Of course, we don’t listen to farmers, or barn builders or coop-tenders, anymore. We no longer regard the expert opinions of teachers, economists, writers, artists, scientists, urban planners, and early childhood developers.

And when we talk to our neighbours, who may have something cogent to say about the way we live now, we’re apt to smile lamely as we dismiss their pontifications as rarified opinions. . .Nothing to do with us.

Evidence is, after all, just a matter of conjecture – is it not?

That, at any rate, is what certain federal politicians want us to embrace and hold close to our hearts, as, thanks to them, we have been without a mandatory long-form census at Statistics Canada for nearly five years.

But, wait, the chickens are finally coming home to roost.

According to a Globe and Mail story this week, “planners” insist that the cancellation, in 2010, of this worthy instrument of public and social policy – on nothing more than a whim to warm the backbenches of certain Conservative office holders in Ottawa – has “damaged research in key areas, from how immigrants are doing in the labour market to how the middle class is faring, while making it more difficult for cities to ensure taxpayer dollars are being spent wisely.”
================================
# Task set:
a - Can you copy the census passage word for word, starting with "Of course, we" and going on through "early childhood developers."?
b - Which kinds of experts does the census passage say we no longer regard the expert opinions of?

# Data provided:
================================
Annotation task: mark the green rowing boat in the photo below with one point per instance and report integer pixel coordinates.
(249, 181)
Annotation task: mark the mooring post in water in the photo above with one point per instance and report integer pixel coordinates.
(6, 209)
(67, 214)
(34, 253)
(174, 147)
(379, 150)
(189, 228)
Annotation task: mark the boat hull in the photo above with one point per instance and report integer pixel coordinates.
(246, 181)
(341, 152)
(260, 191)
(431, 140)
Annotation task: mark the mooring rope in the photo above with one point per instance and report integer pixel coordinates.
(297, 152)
================================
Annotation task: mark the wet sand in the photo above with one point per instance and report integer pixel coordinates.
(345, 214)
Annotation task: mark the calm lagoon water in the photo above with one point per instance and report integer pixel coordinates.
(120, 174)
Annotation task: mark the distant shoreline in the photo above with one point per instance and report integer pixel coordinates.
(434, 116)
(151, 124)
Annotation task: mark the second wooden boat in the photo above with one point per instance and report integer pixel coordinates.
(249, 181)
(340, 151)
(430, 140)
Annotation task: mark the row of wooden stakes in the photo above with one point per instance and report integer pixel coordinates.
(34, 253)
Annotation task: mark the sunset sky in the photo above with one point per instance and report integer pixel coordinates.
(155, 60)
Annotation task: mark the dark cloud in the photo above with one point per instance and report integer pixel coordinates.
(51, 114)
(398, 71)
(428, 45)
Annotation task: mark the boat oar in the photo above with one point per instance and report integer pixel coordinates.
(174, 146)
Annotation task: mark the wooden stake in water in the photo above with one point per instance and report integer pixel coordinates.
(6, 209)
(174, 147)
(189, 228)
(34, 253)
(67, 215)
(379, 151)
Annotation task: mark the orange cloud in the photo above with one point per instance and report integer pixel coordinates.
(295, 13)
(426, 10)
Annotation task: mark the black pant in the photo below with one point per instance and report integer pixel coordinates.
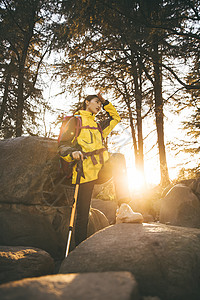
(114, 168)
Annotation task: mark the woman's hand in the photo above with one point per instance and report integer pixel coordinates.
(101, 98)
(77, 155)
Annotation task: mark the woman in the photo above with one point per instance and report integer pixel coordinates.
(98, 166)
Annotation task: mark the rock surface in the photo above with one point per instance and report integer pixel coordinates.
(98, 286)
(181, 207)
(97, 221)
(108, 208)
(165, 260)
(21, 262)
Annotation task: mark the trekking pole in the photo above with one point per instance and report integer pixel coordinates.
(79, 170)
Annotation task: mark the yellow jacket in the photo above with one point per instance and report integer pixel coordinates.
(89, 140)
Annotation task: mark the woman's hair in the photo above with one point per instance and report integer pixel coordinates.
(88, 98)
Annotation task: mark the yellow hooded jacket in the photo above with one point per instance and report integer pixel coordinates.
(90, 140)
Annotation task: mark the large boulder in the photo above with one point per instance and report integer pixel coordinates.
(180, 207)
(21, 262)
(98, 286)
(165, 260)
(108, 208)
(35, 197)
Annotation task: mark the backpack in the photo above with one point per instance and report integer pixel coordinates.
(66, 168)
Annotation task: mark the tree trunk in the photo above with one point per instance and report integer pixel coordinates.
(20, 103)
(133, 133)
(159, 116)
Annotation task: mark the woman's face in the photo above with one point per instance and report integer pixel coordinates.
================================
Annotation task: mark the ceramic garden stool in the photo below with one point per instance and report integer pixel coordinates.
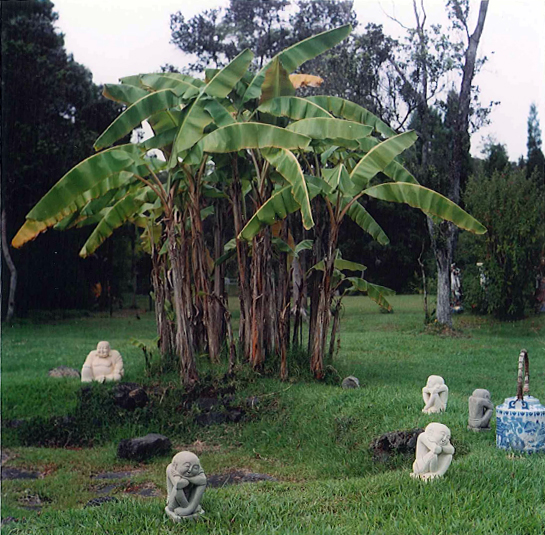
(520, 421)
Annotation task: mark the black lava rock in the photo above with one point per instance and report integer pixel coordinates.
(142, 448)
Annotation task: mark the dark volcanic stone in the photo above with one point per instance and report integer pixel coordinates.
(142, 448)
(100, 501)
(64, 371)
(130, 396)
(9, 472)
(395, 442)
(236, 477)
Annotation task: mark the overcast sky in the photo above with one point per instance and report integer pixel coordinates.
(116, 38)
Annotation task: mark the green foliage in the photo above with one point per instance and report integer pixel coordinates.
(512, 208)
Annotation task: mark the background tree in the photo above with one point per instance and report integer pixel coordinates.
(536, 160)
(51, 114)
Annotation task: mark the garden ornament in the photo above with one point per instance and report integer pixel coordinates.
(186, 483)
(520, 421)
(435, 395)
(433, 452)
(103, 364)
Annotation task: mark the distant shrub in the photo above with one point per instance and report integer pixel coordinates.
================================
# Exercise responses:
a -
Of course, we don’t listen to farmers, or barn builders or coop-tenders, anymore. We no longer regard the expert opinions of teachers, economists, writers, artists, scientists, urban planners, and early childhood developers.

b -
- teachers
- economists
- writers
- artists
- scientists
- urban planners
- early childhood developers